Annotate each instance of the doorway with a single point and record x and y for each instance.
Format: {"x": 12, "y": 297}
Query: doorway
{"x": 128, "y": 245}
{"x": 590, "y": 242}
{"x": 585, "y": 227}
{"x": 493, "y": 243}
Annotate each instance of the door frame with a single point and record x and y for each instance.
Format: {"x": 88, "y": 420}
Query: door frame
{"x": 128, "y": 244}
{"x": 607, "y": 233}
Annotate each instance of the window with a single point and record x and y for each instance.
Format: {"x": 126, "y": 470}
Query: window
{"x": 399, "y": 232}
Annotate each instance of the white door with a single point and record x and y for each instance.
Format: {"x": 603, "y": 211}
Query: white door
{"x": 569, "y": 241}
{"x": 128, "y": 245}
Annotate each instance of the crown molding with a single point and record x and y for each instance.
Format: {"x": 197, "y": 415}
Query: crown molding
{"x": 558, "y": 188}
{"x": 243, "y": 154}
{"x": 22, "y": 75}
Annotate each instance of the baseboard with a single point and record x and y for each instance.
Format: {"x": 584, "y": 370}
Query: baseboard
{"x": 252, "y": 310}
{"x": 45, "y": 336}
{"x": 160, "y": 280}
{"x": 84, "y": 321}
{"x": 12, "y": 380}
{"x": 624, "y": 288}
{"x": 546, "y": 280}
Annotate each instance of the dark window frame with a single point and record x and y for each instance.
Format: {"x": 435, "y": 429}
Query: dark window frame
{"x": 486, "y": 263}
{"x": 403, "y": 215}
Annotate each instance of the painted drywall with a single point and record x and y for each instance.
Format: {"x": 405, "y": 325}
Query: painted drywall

- - - - -

* Description of the task
Write out exactly the lines from the line containing "Annotate each instance of the window" to the end of the listing above, both included, and nothing else.

* Task answer
Annotate each instance of the window with a single point and record x and y for each instance.
Format: {"x": 126, "y": 470}
Query: window
{"x": 399, "y": 232}
Annotate each instance of the white door with a single point and record x and y for each instance.
Format: {"x": 603, "y": 211}
Query: white door
{"x": 569, "y": 241}
{"x": 128, "y": 245}
Annotate each instance of the crown molding with a single point and record x and y for each instance.
Format: {"x": 197, "y": 415}
Query: crown molding
{"x": 558, "y": 188}
{"x": 243, "y": 154}
{"x": 22, "y": 75}
Annotate each instance of the baseboard with a single point and record x and y for each instance.
Format: {"x": 584, "y": 370}
Query: baseboard
{"x": 252, "y": 310}
{"x": 45, "y": 336}
{"x": 160, "y": 280}
{"x": 84, "y": 321}
{"x": 12, "y": 380}
{"x": 624, "y": 288}
{"x": 546, "y": 280}
Annotate each instance of the dark window frame with a single point and record x and y for each instance.
Format: {"x": 435, "y": 429}
Query: dark window frame
{"x": 486, "y": 263}
{"x": 403, "y": 215}
Annotate each instance of the painted drywall with a single point and record x and y for each instance.
Format: {"x": 405, "y": 325}
Query: painted drywall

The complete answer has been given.